-------- Excerpted passage --------

Disneyland Paris Pride
- Type: Private
- Headquarters: Marne-la-Vallée, France
- Number of locations: Disneyland Park (2020) Walt Disney Studios Park (2019)
- Website: https://pride.disneylandparis.com

= Disneyland Paris Pride =

LGBTQ event at Disneyland Paris

The Disneyland Paris Pride party is the official LGBT pride celebration held annually at Disneyland Paris. Originally called Magical Pride Party, it is the first Disney-sponsored Gay Day at a Disney park. The party is usually held every first Saturday of June, similar to the Gay Days held in Walt Disney World and Disneyland.

==Events==

=== 2019 - Magical Pride ===
The inaugural party was held at the Walt Disney Studios Park on June 1, 2019 from 8:00 PM to 2:00 AM. The private party included access to select attractions, Disney Character Meet and Greets, a "Magical March of Diversity Parade", DJs, live music performances with "Karaoke Theatre Experiences", as well as themed photo locations. Entertainment included Years & Years lead singer Olly Alexander, Boy George, and acts with significant LGBTQ fanbase like Corine and Sindykatz.

-------- Extracted entries --------

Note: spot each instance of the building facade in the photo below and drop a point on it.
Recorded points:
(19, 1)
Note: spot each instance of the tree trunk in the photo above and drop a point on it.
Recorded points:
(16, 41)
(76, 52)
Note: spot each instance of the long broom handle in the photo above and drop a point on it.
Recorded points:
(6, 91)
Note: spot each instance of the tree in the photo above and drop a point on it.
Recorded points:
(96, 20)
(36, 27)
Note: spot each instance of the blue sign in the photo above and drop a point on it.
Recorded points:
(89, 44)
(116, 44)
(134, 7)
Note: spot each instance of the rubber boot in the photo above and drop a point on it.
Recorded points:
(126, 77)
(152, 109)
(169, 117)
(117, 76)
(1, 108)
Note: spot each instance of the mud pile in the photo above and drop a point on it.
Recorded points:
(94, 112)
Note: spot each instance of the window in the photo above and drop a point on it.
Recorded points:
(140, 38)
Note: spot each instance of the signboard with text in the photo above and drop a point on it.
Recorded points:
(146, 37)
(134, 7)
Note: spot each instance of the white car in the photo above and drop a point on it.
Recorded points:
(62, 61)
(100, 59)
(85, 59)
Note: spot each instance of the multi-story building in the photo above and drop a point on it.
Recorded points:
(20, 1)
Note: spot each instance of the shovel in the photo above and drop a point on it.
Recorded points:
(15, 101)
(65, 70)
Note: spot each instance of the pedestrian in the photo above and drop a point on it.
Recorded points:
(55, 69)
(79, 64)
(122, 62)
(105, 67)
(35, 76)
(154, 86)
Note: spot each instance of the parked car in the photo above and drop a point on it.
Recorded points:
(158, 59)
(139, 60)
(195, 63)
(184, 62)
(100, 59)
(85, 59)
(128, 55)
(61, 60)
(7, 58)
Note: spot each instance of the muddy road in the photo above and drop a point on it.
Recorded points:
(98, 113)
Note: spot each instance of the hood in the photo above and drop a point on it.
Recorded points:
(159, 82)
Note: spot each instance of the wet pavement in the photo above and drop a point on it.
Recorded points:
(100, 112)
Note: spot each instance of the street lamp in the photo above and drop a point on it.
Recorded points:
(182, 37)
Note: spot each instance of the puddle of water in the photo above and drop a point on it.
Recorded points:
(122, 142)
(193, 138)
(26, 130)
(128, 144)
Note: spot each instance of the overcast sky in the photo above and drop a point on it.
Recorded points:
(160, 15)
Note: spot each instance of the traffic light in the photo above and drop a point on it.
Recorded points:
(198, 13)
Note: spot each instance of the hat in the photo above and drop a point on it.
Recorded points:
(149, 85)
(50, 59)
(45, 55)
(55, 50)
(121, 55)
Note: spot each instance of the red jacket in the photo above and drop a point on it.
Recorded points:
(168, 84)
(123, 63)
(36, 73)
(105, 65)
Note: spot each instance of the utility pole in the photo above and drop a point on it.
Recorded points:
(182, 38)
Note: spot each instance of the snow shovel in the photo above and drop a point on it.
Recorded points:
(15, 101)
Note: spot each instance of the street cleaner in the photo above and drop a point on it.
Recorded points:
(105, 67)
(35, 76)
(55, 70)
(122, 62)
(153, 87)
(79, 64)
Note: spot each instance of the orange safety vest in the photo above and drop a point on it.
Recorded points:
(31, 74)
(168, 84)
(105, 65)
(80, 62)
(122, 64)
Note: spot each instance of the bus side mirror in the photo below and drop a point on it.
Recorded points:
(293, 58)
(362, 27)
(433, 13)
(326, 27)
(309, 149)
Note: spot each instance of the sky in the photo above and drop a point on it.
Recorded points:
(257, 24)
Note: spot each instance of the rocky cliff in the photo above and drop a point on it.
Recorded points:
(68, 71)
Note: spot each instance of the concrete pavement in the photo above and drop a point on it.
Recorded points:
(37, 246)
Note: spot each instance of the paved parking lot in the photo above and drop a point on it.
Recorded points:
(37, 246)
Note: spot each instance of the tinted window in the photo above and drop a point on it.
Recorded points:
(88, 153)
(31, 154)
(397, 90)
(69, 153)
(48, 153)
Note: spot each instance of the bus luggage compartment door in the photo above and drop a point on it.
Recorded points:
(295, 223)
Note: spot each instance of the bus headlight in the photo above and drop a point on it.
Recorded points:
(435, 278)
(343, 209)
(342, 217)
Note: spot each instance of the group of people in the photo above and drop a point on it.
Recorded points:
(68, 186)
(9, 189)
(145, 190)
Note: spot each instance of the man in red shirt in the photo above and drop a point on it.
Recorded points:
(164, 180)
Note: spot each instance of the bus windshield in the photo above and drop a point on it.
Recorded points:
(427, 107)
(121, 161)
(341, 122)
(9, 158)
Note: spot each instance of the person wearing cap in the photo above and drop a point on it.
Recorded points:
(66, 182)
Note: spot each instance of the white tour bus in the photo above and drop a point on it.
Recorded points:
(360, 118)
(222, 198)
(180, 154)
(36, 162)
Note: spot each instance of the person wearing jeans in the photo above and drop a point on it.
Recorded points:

--------

**Things to do**
(A) According to the Disneyland Paris Pride article, at which park was the inaugural party held?
(B) Reproduce the part of the Disneyland Paris Pride article between "LGBTQ event at" and "Corine and Sindykatz.", inclusive.

**Solution list**
(A) The Walt Disney Studios Park.

(B)
LGBTQ event at Disneyland Paris

The Disneyland Paris Pride party is the official LGBT pride celebration held annually at Disneyland Paris. Originally called Magical Pride Party, it is the first Disney-sponsored Gay Day at a Disney park. The party is usually held every first Saturday of June, similar to the Gay Days held in Walt Disney World and Disneyland.

==Events==

=== 2019 - Magical Pride ===
The inaugural party was held at the Walt Disney Studios Park on June 1, 2019 from 8:00 PM to 2:00 AM. The private party included access to select attractions, Disney Character Meet and Greets, a "Magical March of Diversity Parade", DJs, live music performances with "Karaoke Theatre Experiences", as well as themed photo locations. Entertainment included Years & Years lead singer Olly Alexander, Boy George, and acts with significant LGBTQ fanbase like Corine and Sindykatz.